=== SOURCE DOCUMENT ===

The response time of the sensors was defined as the time required for the sensor to reach the steady state potentiometric value. The response time recorded with the pH meter connected to the PC interface to give a change after each 1s for the optimal membranes conditions for the sensor. From obtained results, the best response time is 20 ± 5 s, and after new solutions are exposed to the electrodes the responses change rapidly and remain at a constant value (Fig. 5c).

The lifetime of the electrode

The electrode lifetime was investigated under different storage conditions. From (Fig. 6a), it was found that the electrode lifetime is between 3.0 and 12.0 week without a significant change in the membrane compositions and performance characteristics when unused. The lifetime of the electrode was basically depended on the storage system. When the electrode stored in the dark and diluted solution of Mn–MOF the lifetime was around 12 weeks (Fig. 6b), while it stored in diluted solution of Mn–MOF the lifetime was slightly decreased to 10 week (Fig. 6c), whereas, while stored in dark the lifetime was around 6 weeks (Fig. 6d), whilst stored in distilled water the lifetime rapidly decreased to 4 weeks (Fig. 6e), and when stored in air the lifetime was around 3–4 week (Fig. 6f). Before used the electrode for measurements must be conditioned by soaking it in 1 × 10−5 M of Mn–MOF solution for 1 day.

Fig. 6. The Mn–MOF/PVC electrode lifetime under deferent storage conditions.

===

- APPLY WHAT YOU READ -
1. Retype everything in the electrode passage from "The response time of" down to "value (Fig. 5c).".
2. Extend the passage on the Mn–MOF/PVC electrode by writing what follows its final line.

=== AVAILABLE DATA ===

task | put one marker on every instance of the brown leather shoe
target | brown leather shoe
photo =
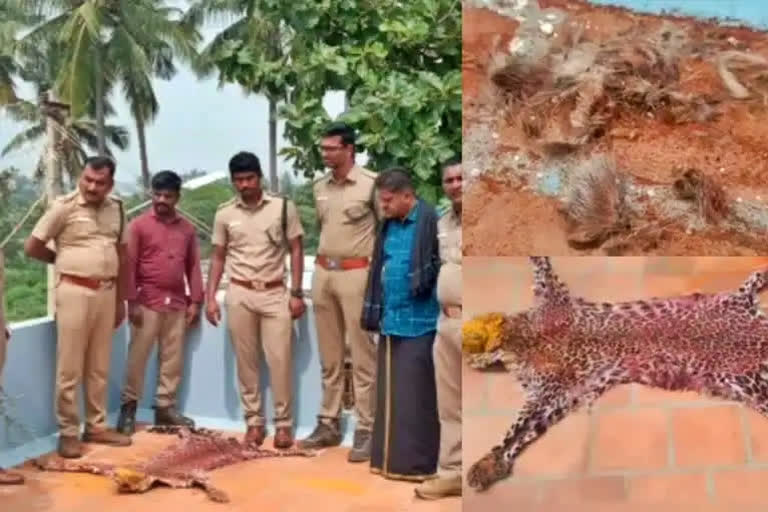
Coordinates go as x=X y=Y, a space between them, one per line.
x=170 y=416
x=283 y=438
x=324 y=436
x=10 y=478
x=70 y=447
x=255 y=435
x=109 y=437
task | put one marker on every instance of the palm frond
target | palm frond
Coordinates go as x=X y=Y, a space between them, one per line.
x=28 y=136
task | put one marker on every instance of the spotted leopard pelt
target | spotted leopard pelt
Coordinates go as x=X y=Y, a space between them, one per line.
x=566 y=352
x=184 y=464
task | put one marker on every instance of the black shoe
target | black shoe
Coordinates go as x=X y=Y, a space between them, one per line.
x=170 y=416
x=324 y=436
x=126 y=423
x=361 y=447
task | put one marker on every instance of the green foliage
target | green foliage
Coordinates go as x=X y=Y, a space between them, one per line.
x=398 y=62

===

- LIST OF ANSWERS -
1.
The response time of the sensors was defined as the time required for the sensor to reach the steady state potentiometric value. The response time recorded with the pH meter connected to the PC interface to give a change after each 1s for the optimal membranes conditions for the sensor. From obtained results, the best response time is 20 ± 5 s, and after new solutions are exposed to the electrodes the responses change rapidly and remain at a constant value (Fig. 5c).

2.
Fig. 6

The selectivity of the electrode

The potentiometric selectivity coefficient Inline graphic of an ISE is commonly used as a quantitative expression of the ability of the electrode to respond primarily to the analyte ion (cTn) at three different concentrations levels (cTn L1, 0.1 ng mL; cTn L2, 1.0 ng mL; and cTn L1, 2.0 ng mL−1) in the presence of interfering analytes as (Cu+2 1.0 M, Mn+2 1.0 M, Cl−1 1.0 M, glucose 100 mg dL−1, lactose 1.0 M, starch 1.0 M, citric acid 1.0 M, total creatine kinase (CK-total) 1.0 ng mL−1, creatine kinase-muscle/brain (CK-MB) 1.0 ng mL−1, prostate-specific antigen (PSA) 100 ng mL−1, carcinoembryonic antigen (CEA) 100 ng mL−1, biotin 200 ng mL−1, bilirubin 1.0 mg mL−1, cholesterol 10 mg mL−1, triglyceride 15 mg mL−1, and caffeine 10 μm mL−1). The influence of the presence of some different species on the potentiometric response of cTn sensor was investigated and presented in (Fig. 5d). The selectivity coefficients of the proposed biosensor were calculated in the presence of similar drugs, organic and inorganic substances using the separate solutions method according to IUPAC recommendations.36 The results are given in Table S26. The results reveal reasonable selectivity to cTn over other interfering analytes.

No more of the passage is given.